West Coast and California Logistics Blog

Choosing a Food-Grade Warehouse: 5 Areas to Evaluate

Sun, Mar 04, 2018 @ 07:00 AM / by Weber Logistics

When outsourcing warehouse distribution, it’s essential to find the right 3PL partner. One that understands how to run a food-grade warehouse and remain in compliance with all regulatory requirements. 

food-grade warehouseHow do you know which 3PL to trust with your food logistics requirements? Here are five questions every food shipper should ask.

1)   Can the 3PL monitor and maintain temperature integrity throughout the supply chain? A 3PL that understands food-grade warehousing will deploy technology to monitor the environment through all phases of the supply chain – in the warehouse, on the dock and on the road. Any time the temperature slips above or below the ideal range, the system sends an alert, and an expert steps in to correct the problem.

══════════════════════════════

_PROBLEM SET_:
**1.** Revise the food-grade warehouse article from "Choosing a Food-Grade" down to "shipper should ask.", replacing "3PL" with "third-party logistics provider".
**2.** Write a continuation of the food-grade warehouse article that picks up right after its final sentence.
The material that comes next is from a different source than the warehouse article.

_GIVEN DATA_:
══════════════════════════════

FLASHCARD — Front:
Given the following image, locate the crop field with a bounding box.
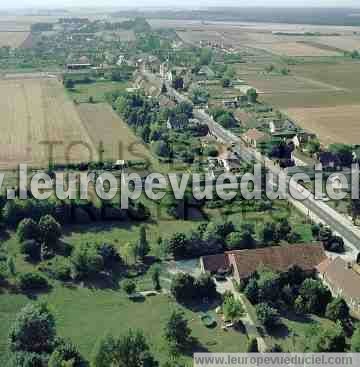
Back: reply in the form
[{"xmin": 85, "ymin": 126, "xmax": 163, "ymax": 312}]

══════════════════════════════

_ANSWERS FOR THIS EXERCISE_:
**1.**
Choosing a Food-Grade Warehouse: 5 Areas to Evaluate

Sun, Mar 04, 2018 @ 07:00 AM / by Weber Logistics

When outsourcing warehouse distribution, it’s essential to find the right third-party logistics provider partner. One that understands how to run a food-grade warehouse and remain in compliance with all regulatory requirements. 

food-grade warehouseHow do you know which third-party logistics provider to trust with your food logistics requirements? Here are five questions every food shipper should ask.

**2.**
2)  Can the 3PL meet all your customers’ requirements for code date compliance, FIFO and other picking rules? While all your customers want to maximize product shelf life, each of them has different ideas about how to achieve that goal. Code date, expiration date, best used by date, FIFO, FEFO, LIFO – any of them might apply to a specific customer. Get the details wrong, and you could get stuck with product your customers refuse to take. Look for a 3PL with a sophisticated WMS that supports a broad range of picking methodologies. The 3PL's systems should be able to produce snapshots of remaining shelf life for any products in your warehouse, alert you to product that’s within 30 days of its expiration date, tell you which product has the oldest code dates, and more.

Download the Free Weber eBook,  Choosing a 3PL for Food Distribution

3)  Can the 3PL help you reduce supply chain costs? Marketing food products is a low-margin business. To maximize profit, you need to minimize costs, and that means making your food warehouse operation as lean and efficient as possible. Unproductive employees, sub-optimized transportation routes, refrigeration systems that draw too much power – all put further strain on an already low profit margin. The ultimate measure of supply chain efficiency is the cost of moving each case of product to your customer. Your 3PL should demonstrate how it keeps that per-case cost as low as possible with smooth, efficient warehousing and transportation services.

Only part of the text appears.